### WORK REQUIRED
Each record below must be returned exactly as shown.
((
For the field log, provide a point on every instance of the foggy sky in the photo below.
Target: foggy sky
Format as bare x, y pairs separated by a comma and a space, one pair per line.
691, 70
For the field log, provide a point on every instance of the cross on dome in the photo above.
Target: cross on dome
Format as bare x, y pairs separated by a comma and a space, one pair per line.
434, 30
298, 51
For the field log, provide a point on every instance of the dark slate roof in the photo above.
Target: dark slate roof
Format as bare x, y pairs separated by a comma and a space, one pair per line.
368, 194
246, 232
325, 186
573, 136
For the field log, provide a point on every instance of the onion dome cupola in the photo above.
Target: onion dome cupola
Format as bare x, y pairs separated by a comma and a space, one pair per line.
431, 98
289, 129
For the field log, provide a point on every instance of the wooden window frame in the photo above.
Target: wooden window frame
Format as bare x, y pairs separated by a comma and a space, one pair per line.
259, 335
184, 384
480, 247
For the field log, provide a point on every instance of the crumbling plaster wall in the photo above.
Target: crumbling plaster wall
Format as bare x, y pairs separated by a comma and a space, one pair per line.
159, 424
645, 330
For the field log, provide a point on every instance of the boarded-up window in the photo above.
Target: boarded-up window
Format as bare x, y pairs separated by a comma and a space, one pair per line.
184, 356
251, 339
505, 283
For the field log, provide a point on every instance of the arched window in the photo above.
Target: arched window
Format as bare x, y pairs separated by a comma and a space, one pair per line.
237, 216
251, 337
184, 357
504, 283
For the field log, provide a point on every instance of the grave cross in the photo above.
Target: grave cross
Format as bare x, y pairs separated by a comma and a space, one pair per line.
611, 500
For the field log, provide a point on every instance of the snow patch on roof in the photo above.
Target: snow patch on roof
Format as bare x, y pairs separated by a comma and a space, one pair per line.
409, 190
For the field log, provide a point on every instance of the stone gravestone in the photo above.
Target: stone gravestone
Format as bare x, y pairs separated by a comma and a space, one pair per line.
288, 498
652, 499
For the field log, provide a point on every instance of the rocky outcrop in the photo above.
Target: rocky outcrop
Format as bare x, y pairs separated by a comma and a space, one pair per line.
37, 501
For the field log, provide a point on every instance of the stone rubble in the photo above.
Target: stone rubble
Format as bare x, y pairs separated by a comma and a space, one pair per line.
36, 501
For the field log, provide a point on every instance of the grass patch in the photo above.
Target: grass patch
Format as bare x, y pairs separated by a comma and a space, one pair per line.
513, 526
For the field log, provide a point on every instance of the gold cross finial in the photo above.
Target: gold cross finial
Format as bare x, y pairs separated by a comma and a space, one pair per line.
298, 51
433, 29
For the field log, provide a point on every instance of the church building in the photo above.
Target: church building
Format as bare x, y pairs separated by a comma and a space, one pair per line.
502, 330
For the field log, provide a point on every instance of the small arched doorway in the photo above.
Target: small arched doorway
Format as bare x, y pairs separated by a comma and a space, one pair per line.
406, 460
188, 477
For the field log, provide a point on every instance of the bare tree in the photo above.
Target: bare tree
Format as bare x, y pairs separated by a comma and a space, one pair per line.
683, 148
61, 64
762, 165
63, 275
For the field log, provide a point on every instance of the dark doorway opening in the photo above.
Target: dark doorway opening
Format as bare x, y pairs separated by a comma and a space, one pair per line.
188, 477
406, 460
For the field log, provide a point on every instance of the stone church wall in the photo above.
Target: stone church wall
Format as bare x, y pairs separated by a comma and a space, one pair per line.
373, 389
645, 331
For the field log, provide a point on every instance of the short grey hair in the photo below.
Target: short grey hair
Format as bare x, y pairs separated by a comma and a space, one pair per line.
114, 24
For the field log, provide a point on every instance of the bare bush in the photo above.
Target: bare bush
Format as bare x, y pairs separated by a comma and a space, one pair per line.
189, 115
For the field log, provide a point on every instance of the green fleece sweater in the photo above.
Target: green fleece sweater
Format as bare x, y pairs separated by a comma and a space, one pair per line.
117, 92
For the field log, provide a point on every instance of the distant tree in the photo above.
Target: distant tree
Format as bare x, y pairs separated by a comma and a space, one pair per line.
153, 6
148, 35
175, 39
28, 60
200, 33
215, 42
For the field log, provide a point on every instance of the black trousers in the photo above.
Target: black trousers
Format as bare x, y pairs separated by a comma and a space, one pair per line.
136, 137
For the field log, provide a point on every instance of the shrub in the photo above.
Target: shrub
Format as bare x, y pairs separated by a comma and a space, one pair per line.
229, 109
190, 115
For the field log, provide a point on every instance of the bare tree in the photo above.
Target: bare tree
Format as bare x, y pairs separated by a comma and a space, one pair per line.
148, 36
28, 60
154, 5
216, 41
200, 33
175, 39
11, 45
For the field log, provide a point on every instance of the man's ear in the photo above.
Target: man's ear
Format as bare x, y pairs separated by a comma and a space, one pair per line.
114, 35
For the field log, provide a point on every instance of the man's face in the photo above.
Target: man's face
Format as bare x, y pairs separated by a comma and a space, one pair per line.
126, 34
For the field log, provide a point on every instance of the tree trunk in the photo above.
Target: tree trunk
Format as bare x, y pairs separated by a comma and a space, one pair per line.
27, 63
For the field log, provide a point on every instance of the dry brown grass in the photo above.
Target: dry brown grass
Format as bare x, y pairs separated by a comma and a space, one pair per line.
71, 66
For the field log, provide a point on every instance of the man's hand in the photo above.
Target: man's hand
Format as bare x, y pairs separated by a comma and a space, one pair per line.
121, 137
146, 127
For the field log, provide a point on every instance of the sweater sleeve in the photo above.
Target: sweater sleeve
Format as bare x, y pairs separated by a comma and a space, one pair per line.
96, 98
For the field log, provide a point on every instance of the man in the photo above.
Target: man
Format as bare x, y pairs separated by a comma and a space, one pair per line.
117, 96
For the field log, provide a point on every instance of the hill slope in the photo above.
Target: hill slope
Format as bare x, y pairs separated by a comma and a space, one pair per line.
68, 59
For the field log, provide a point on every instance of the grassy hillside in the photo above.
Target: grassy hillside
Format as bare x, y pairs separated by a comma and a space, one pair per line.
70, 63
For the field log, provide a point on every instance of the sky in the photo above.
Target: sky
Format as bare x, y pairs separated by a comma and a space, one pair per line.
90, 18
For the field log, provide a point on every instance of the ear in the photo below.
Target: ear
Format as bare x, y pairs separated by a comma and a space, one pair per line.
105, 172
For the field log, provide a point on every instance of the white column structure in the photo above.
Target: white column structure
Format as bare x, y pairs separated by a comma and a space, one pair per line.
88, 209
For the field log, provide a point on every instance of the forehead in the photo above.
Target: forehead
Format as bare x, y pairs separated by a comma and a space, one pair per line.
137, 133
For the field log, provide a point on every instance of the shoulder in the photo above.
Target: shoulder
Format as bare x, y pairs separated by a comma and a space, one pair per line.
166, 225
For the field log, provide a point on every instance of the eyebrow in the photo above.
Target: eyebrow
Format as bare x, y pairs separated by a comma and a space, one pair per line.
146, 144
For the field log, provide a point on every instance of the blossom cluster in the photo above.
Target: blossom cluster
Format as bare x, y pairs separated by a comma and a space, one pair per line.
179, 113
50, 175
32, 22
))
### OUTPUT OF THE TASK
For the field log, provide a point on every instance of the foggy sky in the photo below.
Target: foggy sky
Format as bare x, y pairs separated by a comma and a space, one pair per line.
691, 70
For the field log, provide a point on every instance of the cross on dome in the photo above.
Target: cross on dome
Format as bare x, y pairs separated by a comma and a space, one pair per line.
434, 30
298, 51
For the field log, provide a point on every instance of the dark slate roof in the photo above.
Target: dark slate roof
Format as bare x, y pairs separated by a comma and a space, one pair per line.
368, 194
246, 232
325, 186
573, 136
For the field log, provide a point on every instance of the onion dome cupola in the photo above.
Target: onion dome cupola
Format as bare x, y pairs separated by a comma and a space, one pair per line.
431, 98
289, 129
For the field log, provide a point on every instance of the wooden window frame in the photo above.
Target: wooden window frame
Format as bare x, y pairs separated by a comma and a space, one pair per line.
259, 335
184, 384
480, 247
For the field log, provide a point on every instance of the crumbling plaster wall in the photo above.
Target: crumbling plaster wall
Format as bare x, y pairs separated by a comma and a space, one pair per line.
159, 424
645, 330
For the field log, provide a point on every instance of the boarded-up window in the photo above.
Target: boarded-up window
Format as bare x, y pairs separated by a comma and a space, one pair per line.
184, 356
251, 339
505, 283
For the field log, provide a point on every instance of the arched window in the photo above.
Target: arched window
Format as bare x, y pairs separated by a comma and a space, one pair per line.
237, 216
251, 337
184, 357
504, 283
For the field log, provide a point on every instance of the grave cross in the photo above.
Target: grave cross
Format as bare x, y pairs separated by a comma and a space, one pair per line.
611, 500
For the field log, provide a point on every instance of the snow patch on roof in the photo above.
Target: snow patch on roof
Format as bare x, y pairs separated by a comma and a space, one pair per line.
409, 190
For the field log, provide a point on every instance of the stone gravestone in the photo above.
Target: stone gravestone
Format as bare x, y pairs separated by a comma and a space, one pair per line.
288, 498
652, 499
For the field log, provide a point on every instance of the rocky outcrop in the photo above.
Target: rocky outcrop
Format as bare x, y pairs separated by a comma and a space, one pair per line.
37, 501
For the field log, provide a point on every instance of the stone rubble in the photo above.
Target: stone rubble
Format as bare x, y pairs separated by a comma and a space, one pair per line.
36, 501
For the field log, provide a point on every instance of the grass patch in the photo above.
Target: grass patch
Format as bare x, y pairs separated by a comma and a space, one pair per line.
513, 526
For the field log, provide a point on every instance of the gold cross finial in the photo above.
Target: gold cross finial
Format as bare x, y pairs separated by a comma and a space, one pair per line.
298, 51
433, 29
For the field log, provide a point on every instance of the church building in the photo above.
Target: church building
Format as bare x, y pairs separated by a comma and a space, one pair per line.
502, 330
For the field log, provide a point on every instance of the small arched doorway in the photo above.
Target: small arched doorway
Format as bare x, y pairs separated by a comma and a space, one pair per line.
406, 460
188, 477
For the field log, provide a point on every instance of the bare tree in the photo above.
Target: bare tree
Format as bare x, y pairs separated by a comma and a space, one pair per line.
683, 148
61, 64
762, 165
63, 275
For the field log, provide a point on every instance of the dark doorway opening in the photo above.
Target: dark doorway opening
Format as bare x, y pairs separated by a comma and a space, one pair per line.
188, 477
406, 460
For the field log, provide a point on every instance of the stone church wall in the photo above.
Target: stone church wall
Format as bare x, y pairs separated by a comma and a space, one pair per line.
373, 389
645, 331
For the field log, provide a point on every instance of the short grey hair in the photo below.
Target: short grey hair
Format as bare x, y pairs separated by a comma and a space, one pair per line.
114, 24
For the field log, provide a point on every instance of the bare bush in the photo above.
Target: bare bush
Format as bare x, y pairs separated by a comma and a space, one pair per line.
189, 115
For the field log, provide a point on every instance of the green fleece sweater in the photo above.
Target: green fleece sweater
Format as bare x, y pairs separated by a comma and a space, one pair per line.
117, 92
For the field log, provide a point on every instance of the distant tree in the photo above.
Target: distant tree
Format as bare x, y pairs separated by a comma and a space, one pair per line.
153, 6
148, 35
175, 39
28, 60
200, 33
215, 42
For the field log, provide a point on every instance of the black trousers in the photo above.
Target: black trousers
Format as bare x, y pairs separated by a comma and a space, one pair per line.
136, 137
For the field log, provide a point on every instance of the shrub in the photo above.
Target: shrub
Format as bare x, y pairs separated by a comma and a space, one pair per line.
229, 109
190, 115
For the field log, provide a point on every instance of the bare tree in the photo above.
Target: bare tree
Format as bare x, y pairs separated by a comma and a space, one pair per line.
148, 36
28, 60
154, 5
216, 41
200, 33
175, 39
11, 45
For the field log, provide a point on every instance of the man's ear in the photo above.
Target: man's ear
Format as bare x, y pairs separated by a comma and a space, one pair per line.
114, 35
For the field log, provide a point on every instance of the man's face in the photo above.
Target: man's face
Format as bare x, y pairs separated by a comma and a space, one pair per line.
126, 34
For the field log, provide a point on every instance of the tree trunk in the photo above.
Target: tree trunk
Format as bare x, y pairs separated by a comma and a space, one pair per line.
27, 63
For the field log, provide a point on every instance of the dry brown grass in the photo above.
Target: dry brown grass
Format as bare x, y pairs separated by a comma and a space, one pair per line.
71, 66
For the field log, provide a point on every instance of the man's hand in the photo above.
Target: man's hand
Format as bare x, y pairs separated by a comma and a space, one pair per line.
121, 137
146, 127
For the field log, provide a point on every instance of the sweater sleeve in the photo above.
Target: sweater sleeve
Format as bare x, y pairs separated by a comma and a space, one pair per line.
96, 98
For the field log, provide a point on every instance of the man in the photo above.
Target: man
Format as bare x, y pairs separated by a comma and a space, one pair per line.
117, 96
For the field log, provide a point on every instance of the hill slope in the photo above.
Target: hill slope
Format as bare x, y pairs separated by a comma and a space, one pair per line.
68, 59
For the field log, provide a point on every instance of the grassy hillside in the photo above.
Target: grassy hillside
Format as bare x, y pairs separated by a comma and a space, one pair per line.
70, 63
For the field log, provide a point on every instance of the sky in the photo above.
Target: sky
Format as bare x, y pairs separated by a comma and a space, one pair per line.
90, 18
For the field log, provide a point on every instance of the ear in the photo below.
Target: ear
Format as bare x, y pairs separated by a comma and a space, one pair per line.
105, 172
For the field log, provide a point on every instance of the white column structure in the photo above.
Target: white column structure
Format as bare x, y pairs separated by a comma and a space, one pair per line.
88, 209
For the field log, provide a point on every instance of the forehead in the photo above.
Target: forehead
Format as bare x, y pairs separated by a comma and a space, one pair per line.
137, 133
For the field log, provide a point on every instance of the shoulder in the photo above.
Target: shoulder
Format as bare x, y pairs separated by a comma and a space, one pair per line.
166, 225
For the field log, provide a point on every instance of the eyebrow in the photo above.
Target: eyebrow
Format as bare x, y pairs separated by a comma and a space, one pair per line.
146, 144
For the field log, provide a point on every instance of the blossom cluster in the photo above.
Target: blossom cluster
Format as bare x, y pairs separated by a comma and a space, one pair per line.
179, 113
50, 175
32, 22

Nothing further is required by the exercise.